------ ARTIKEL
Warum ist es so verdammt schwer, dauerhaft glücklich zu sein? Wissenschaftler kennen die Antwort - sie sprechen vom Phänomen der Hedonistischen Tretmühle.
Der Mensch strebt in seinem Leben nach Glück. Jeder hat sich wohl schon einmal ausgemalt, was er mit einem Lottogewinn alles anstellen würde. Den ungeliebten Job kündigen, ein schickes Auto anschaffen, das Haus abbezahlen, eine Weltreise ... Endlich sorgenfrei und glücklich sein.
Mit dem Glücksgefühl ist es allerdings so eine Sache: Es ist kein Dauerzustand. Nach Erfolgserlebnissen pendelt es sich nach einiger Zeit wieder auf Normalniveau ein.
Die Wissenschaft nennt dieses Phänomen "hedonistische Anpassung" oder "hedonistische Tretmühle". Ein Gewöhnungseffekt also, der nach positiven, aber auch nach negativen Ereignissen eintritt.
Mehr macht nicht glücklicher
Eine Studie amerikanischer Psychologen im Jahr 1978 ergab beispielsweise, dass Lottogewinner nach rund einem Jahr nicht glücklicher waren als Vergleichspersonen. Diese Erkenntnis ist seitdem mehrfach bestätigt worden. Trotz eines positiven Ereignisses, das uns mit Hochgefühlen belohnte, kehren wir bald wieder zu unserem emotionalen Normalzustand zurück.
------------
(ZU ERLEDIGENDE AUFGABEN)
1. Mit welchen zwei Begriffen bezeichnet die Wissenschaft laut dem Artikel über das Glück den beschriebenen Gewöhnungseffekt?
2. Übersetzen Sie den Satz „Nach Erfolgserlebnissen pendelt es sich nach einiger Zeit wieder auf Normalniveau ein.“ aus dem Artikel ins Englische.
------ ANGEZEIGTE EINTRÄGE
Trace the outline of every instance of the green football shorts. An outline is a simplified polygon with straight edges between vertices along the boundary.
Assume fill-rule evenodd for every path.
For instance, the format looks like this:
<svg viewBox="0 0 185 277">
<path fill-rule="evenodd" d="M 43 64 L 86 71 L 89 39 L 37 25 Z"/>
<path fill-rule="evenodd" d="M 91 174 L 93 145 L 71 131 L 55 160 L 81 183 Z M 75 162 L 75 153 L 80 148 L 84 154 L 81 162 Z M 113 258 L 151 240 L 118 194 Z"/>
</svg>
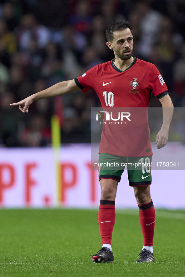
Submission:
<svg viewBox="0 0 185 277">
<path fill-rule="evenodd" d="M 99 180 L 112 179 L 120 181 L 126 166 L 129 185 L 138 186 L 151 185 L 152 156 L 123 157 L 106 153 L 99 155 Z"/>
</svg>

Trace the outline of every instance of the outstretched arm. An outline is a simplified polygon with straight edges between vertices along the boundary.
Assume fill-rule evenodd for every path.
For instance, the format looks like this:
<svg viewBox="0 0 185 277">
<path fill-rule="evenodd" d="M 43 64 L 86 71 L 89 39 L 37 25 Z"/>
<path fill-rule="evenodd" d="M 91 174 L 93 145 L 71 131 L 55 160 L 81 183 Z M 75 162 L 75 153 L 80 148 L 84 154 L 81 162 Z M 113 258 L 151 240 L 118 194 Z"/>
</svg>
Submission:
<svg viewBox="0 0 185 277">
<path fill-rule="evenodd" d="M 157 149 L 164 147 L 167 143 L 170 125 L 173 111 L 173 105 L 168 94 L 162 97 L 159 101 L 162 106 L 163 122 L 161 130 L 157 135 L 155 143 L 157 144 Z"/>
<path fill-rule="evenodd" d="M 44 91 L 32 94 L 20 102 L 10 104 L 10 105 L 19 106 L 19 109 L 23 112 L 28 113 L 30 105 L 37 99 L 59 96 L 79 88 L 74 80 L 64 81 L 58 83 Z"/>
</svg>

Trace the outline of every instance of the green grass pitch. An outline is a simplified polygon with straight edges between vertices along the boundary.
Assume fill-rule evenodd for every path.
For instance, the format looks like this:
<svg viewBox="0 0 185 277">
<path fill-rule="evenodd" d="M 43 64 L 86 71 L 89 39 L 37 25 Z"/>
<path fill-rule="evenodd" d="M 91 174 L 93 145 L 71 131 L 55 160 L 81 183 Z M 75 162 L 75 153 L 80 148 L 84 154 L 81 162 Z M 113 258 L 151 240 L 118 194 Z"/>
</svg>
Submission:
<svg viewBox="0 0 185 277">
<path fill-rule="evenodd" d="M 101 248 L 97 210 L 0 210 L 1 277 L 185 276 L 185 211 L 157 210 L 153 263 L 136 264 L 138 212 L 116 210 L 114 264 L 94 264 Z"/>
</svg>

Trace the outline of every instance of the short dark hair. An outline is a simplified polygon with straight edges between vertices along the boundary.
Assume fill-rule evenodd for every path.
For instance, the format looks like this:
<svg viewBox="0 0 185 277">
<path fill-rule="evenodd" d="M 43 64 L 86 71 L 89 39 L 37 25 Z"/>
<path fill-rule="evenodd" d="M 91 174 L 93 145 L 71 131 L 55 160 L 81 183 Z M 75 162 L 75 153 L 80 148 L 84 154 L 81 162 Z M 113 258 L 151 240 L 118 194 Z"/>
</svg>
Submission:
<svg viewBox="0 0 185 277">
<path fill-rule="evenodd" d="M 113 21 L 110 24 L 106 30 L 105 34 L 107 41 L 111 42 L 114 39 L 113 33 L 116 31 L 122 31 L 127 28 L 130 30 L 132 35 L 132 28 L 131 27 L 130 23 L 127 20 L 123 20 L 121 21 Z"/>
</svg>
------------
(LÖSUNGEN JE AUFGABE)
1. Mit „hedonistische Anpassung“ und „hedonistische Tretmühle“.

2. After experiences of success, it levels off again at its normal level after some time.